## Цитируемый отрывок
####

Я нашел, что придел во имя святой праведной Анны (устроенный иждивением бывшего в мое время губернатора Николая Петровича Брусилова77, в память второй его жены (иноверного исповедания)) и первоначально весьма незатейливый, совершенно обветшал. Я спросил отца казначея, положен ли какой-нибудь вклад на обеспечение церкви, и он мне сказал, что есть билет в 50 рублей и более ничего. Конечно, на деньги, получаемые с такой незначительной суммы, ничего и сделать нельзя. Западная часть церкви вся устлана плитами над могилами рода Бобарыкиных78 и других вологодских дворянских родов. Говорят, что теперь очень редко кто посещает эти позабытые гробы родных. За алтарем собора – небольшая каменная церковь над родовой усыпальницей Волоцких79, и также начинает приходить в упадок.

####

## Задание 1
Что есть на обеспечение церкви, по словам отца казначея в отрывке о приделе святой Анны?
## Задание 2
Согласуются ли с отрывком о приделе святой Анны следующие утверждения? (a) Придел устроен в память первой жены губернатора. (b) Западная часть церкви устлана плитами над могилами дворянских родов. (c) Церковь над усыпальницей Волоцких стоит за алтарем собора.
## Задание 3
Продолжите отрывок о приделе святой Анны, начав сразу после его последнего предложения.

Сохранённые записи данных:
####

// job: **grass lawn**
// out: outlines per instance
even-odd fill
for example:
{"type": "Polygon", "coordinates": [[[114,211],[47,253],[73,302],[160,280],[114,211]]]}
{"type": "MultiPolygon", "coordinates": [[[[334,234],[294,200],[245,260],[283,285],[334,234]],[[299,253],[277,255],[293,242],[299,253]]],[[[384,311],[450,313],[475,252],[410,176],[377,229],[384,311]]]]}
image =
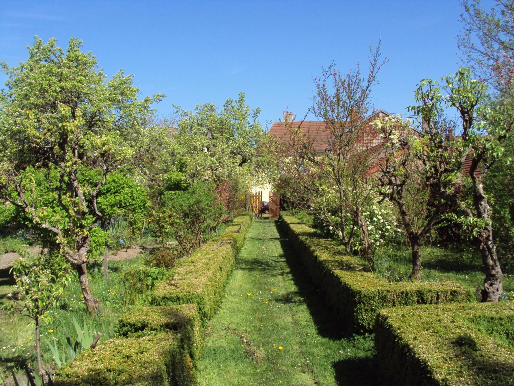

####

## Правильный ответ 1
Билет в 50 рублей, и более ничего.

## Правильный ответ 2
(a) Нет: «в память второй его жены».
(b) Да: «Западная часть церкви вся устлана плитами над могилами».
(c) Да: «За алтарем собора – небольшая каменная церковь над родовой усыпальницей».

## Правильный ответ 3
Вообще во всем монастыре заметна скудость и недостаток; все, что в прежнее время служило для обители украшением, теперь обратилось для нее в тягость и свидетельствует только о прошлом благоустройстве, благолепии и величии обители: обширные храмы, величественная ограда с высокими башнями, ряд келий, все это напоминовение прошлой славы обители, не имеющей теперь и средств поддержать всего этого... Весьма грустное впечатление производит такая обстановка на посетителя! Большой двухэтажный корпус, в конце которого находится и церковь, занят частью братскими келиями, середина пустая, а на другом конце в этом здании помещается Народное училище, и Земство платит за это помещение монастырю 70 рублей серебром в год.
Братство в монастыре очень малое, и то живут как будто принужденно и все жалуются на скудость и бедность. Единственное средство восстановить обитель, это – ввести устав общежительный и сделать монастырь игуменским: тогда он быстро восстанет из развалин и будет служить для Вологды украшением.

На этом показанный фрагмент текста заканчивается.